Relay-Version: version B 2.10 5/3/83; site utzoo.UUCP
Posting-Version: version B 2.10.2 9/18/84; site peora.UUCP
Path: utzoo!watmath!clyde!burl!ulysses!allegra!mit-eddie!genrad!decvax!decwrl!pyramid!pesnta!peora!jer
From: jer@peora.UUCP (J. Eric Roskos)
Newsgroups: net.mail
Subject: Re: Pathalias/uumail: some algorithms and questions
Message-ID: <1967@peora.UUCP>
Date: Mon, 10-Feb-86 19:51:58 EST
Article-I.D.: peora.1967
Posted: Mon Feb 10 19:51:58 1986
Date-Received: Wed, 12-Feb-86 07:43:01 EST
References: <122@delftcc.UUCP> <1954@peora.UUCP> <1958@peora.UUCP>
Organization: Concurrent Computer Corporation, Orlando, Fl
Lines: 119

This is the third (and possibly last) posting in a series explaining
"opath"'s routing scheme.  The previous two articles are <1954@peora.UUCP>
and <1958@peora.UUCP>.  I have written these articles with little
provocation (and probably with few readers, and even fewer who agree)

**Provided data**:
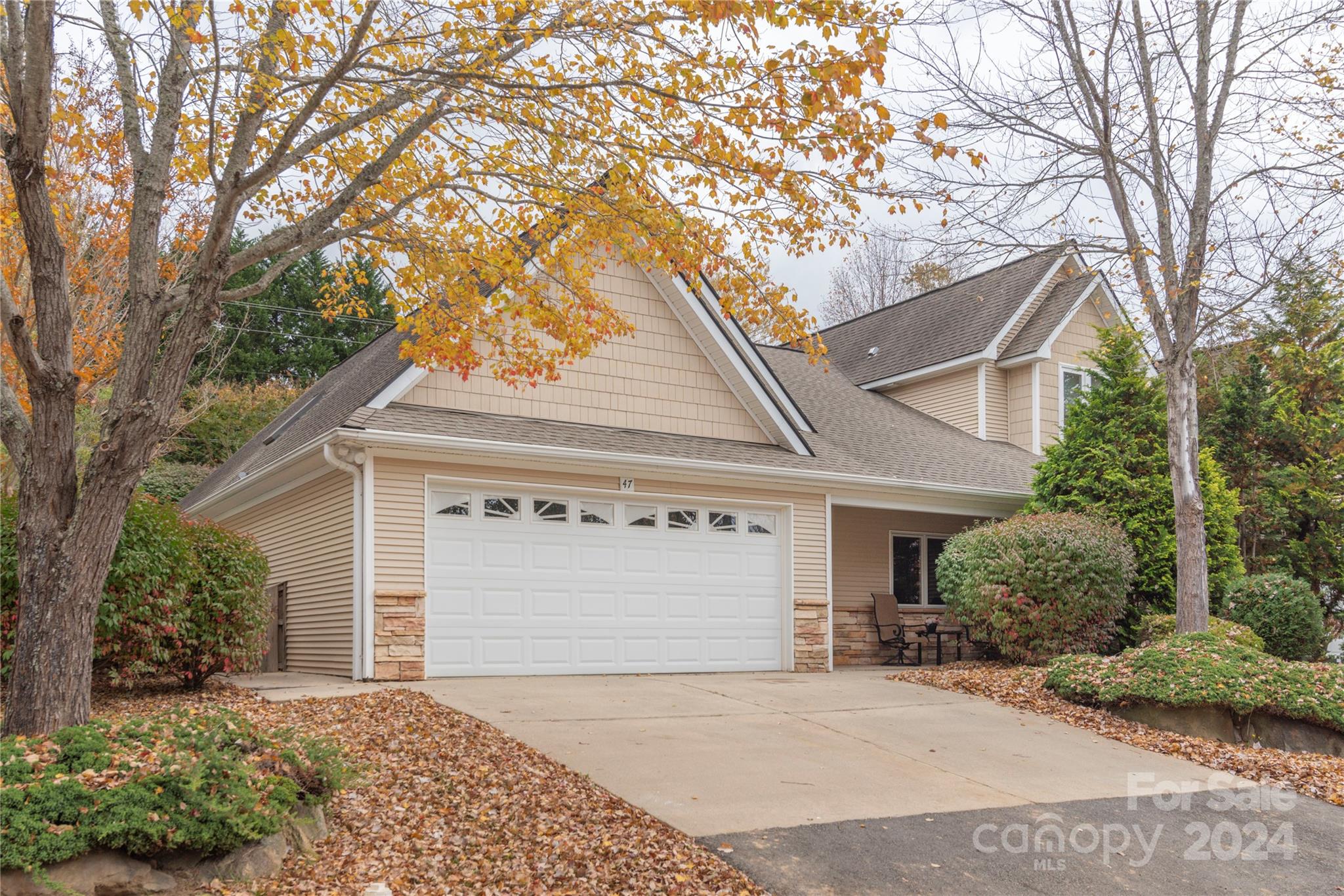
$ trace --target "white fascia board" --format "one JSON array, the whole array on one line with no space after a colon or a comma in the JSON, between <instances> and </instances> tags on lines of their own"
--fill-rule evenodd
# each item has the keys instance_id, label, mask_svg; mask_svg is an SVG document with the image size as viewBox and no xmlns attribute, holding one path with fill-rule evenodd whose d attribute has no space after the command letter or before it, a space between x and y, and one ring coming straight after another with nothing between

**Brief 1**: In the Usenet post, reproduce everything from "This is the" down to "fewer who agree)", changing "posting" to "message".
**Brief 2**:
Answer these questions about the Usenet post:
(a) What organization is the poster affiliated with?
(b) Where does this article fall in its series?
(c) Whose routing scheme does the series explain?
**Brief 3**: How would the Usenet post on opath's routing scheme go on from its last line? Continue it.
The material comes from a separate source and is unrelated to the Usenet post.

**Response 1**:
This is the third (and possibly last) message in a series explaining
"opath"'s routing scheme.  The previous two articles are <1954@peora.UUCP>
and <1958@peora.UUCP>.  I have written these articles with little
provocation (and probably with few readers, and even fewer who agree)

**Response 2**:
(a) Concurrent Computer Corporation, Orlando, Fl
(b) It is the third, and possibly last, posting in the series.
(c) "opath"'s routing scheme

**Response 3**:
because for the past year I have been persistent in expounding on the
way I think the UUCP mail should work; I am not one to hold to a position
in the face of widespread disagreement unless I have thought through my
position carefully, and thus wanted to explain the rationale.


The final major tenet behind opath, which actually ties the previous two
postings together, involves an abstract model for how the mail is
delivered.

A user at some originating site o writes a message, which is a string of
characters S.  He intends to send it to some destination site d, where it
will be read.  Hopefully, the format for messages will agree, possibly
after some trivial transformation (e.g., converting LFs to CR/LFs) is made
on the message, between the two sites.  The extent to which they *have* to
agree depends on the complexity of the programs originating and receiving
them; this is a strong argument for simplicity of the programs (call them
"mailers") at each end, but there are also a lot of beneficial things that
such mailers can do (for example, automatically generating a reply) if
a certain level of complexity is permitted.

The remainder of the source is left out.